» **Requirements**:
Report how many of the lines below contain the word "rear", case-sensitive, and give only the number.

» **Provided data**:
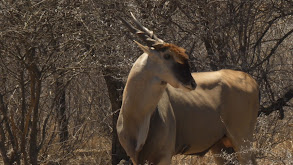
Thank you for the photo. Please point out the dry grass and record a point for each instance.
(273, 145)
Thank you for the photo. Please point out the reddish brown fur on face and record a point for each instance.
(178, 51)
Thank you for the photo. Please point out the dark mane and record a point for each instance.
(178, 51)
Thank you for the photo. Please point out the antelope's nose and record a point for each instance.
(193, 84)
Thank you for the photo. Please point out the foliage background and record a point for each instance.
(63, 66)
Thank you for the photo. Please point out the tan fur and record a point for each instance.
(221, 112)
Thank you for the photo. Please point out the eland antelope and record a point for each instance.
(167, 110)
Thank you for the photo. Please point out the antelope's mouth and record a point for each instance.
(188, 87)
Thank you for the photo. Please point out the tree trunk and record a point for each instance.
(113, 84)
(60, 94)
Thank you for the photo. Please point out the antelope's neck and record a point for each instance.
(142, 92)
(141, 95)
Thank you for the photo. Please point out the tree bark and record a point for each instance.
(60, 94)
(118, 153)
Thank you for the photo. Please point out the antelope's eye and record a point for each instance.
(167, 56)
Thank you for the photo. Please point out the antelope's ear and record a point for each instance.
(145, 49)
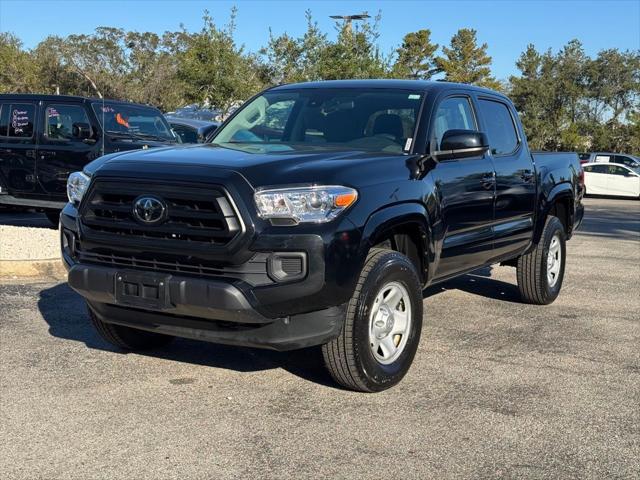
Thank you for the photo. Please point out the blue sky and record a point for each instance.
(507, 26)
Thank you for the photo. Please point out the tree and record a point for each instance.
(289, 59)
(466, 62)
(17, 70)
(215, 71)
(416, 56)
(355, 53)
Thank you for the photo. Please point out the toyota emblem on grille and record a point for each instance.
(149, 210)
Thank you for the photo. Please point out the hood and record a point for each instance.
(260, 168)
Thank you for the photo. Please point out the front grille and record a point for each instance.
(254, 271)
(199, 217)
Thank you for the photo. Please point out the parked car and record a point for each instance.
(622, 158)
(43, 138)
(612, 179)
(315, 217)
(192, 131)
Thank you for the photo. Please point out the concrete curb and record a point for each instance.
(30, 269)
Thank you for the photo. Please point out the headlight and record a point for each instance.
(316, 204)
(77, 184)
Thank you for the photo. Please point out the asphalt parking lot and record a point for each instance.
(498, 389)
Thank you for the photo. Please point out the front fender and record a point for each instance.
(402, 215)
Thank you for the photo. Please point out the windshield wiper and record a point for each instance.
(137, 136)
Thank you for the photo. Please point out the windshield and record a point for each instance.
(356, 119)
(133, 121)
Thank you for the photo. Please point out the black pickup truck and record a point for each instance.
(43, 138)
(317, 216)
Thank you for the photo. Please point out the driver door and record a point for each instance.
(466, 191)
(61, 153)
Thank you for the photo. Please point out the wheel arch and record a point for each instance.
(560, 203)
(404, 228)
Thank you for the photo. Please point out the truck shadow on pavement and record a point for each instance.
(66, 314)
(478, 282)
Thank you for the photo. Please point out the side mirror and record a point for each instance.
(81, 131)
(462, 144)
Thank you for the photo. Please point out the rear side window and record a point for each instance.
(4, 119)
(453, 114)
(617, 170)
(60, 119)
(629, 162)
(501, 130)
(21, 116)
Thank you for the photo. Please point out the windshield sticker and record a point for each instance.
(19, 120)
(122, 120)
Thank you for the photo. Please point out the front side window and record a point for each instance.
(453, 114)
(59, 120)
(503, 138)
(134, 121)
(321, 119)
(186, 134)
(596, 169)
(21, 117)
(4, 118)
(628, 161)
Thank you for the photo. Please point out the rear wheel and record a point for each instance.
(541, 272)
(382, 327)
(128, 338)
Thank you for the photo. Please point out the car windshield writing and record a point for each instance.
(355, 119)
(133, 120)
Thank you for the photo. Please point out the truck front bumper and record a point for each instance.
(209, 310)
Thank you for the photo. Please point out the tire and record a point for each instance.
(53, 216)
(535, 285)
(350, 358)
(128, 338)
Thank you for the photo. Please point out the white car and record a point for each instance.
(611, 179)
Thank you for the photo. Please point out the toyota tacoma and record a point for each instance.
(316, 216)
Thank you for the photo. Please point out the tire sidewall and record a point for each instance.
(391, 267)
(553, 227)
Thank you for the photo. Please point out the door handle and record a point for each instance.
(527, 175)
(488, 180)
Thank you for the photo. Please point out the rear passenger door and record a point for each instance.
(18, 146)
(60, 152)
(515, 176)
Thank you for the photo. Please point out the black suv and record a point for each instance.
(316, 217)
(43, 138)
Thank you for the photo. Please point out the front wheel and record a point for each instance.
(541, 271)
(382, 327)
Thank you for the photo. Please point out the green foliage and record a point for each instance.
(214, 70)
(566, 99)
(416, 57)
(466, 62)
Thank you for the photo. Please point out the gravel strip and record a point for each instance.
(28, 243)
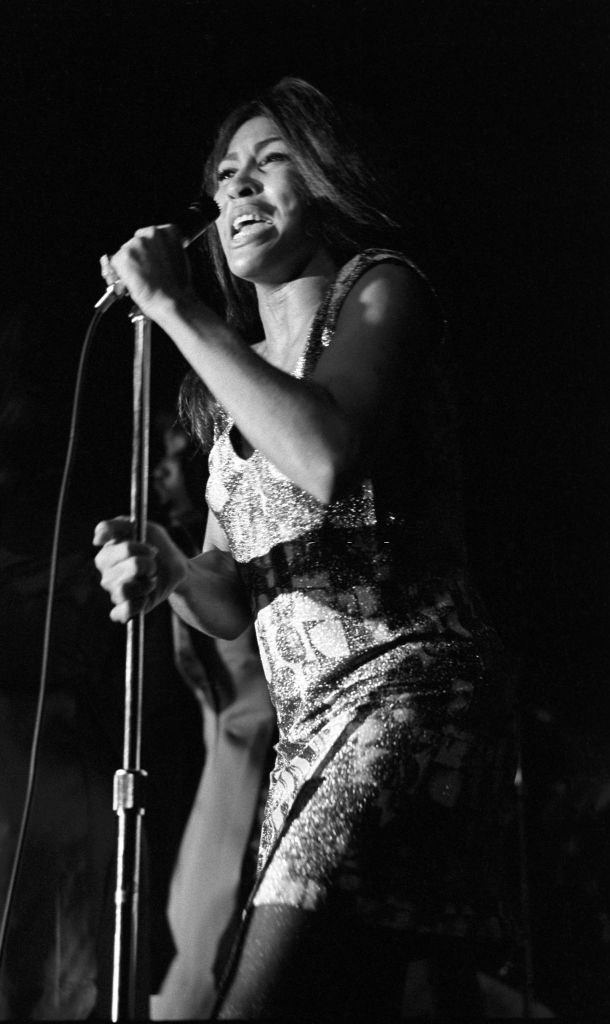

» **The solution**:
3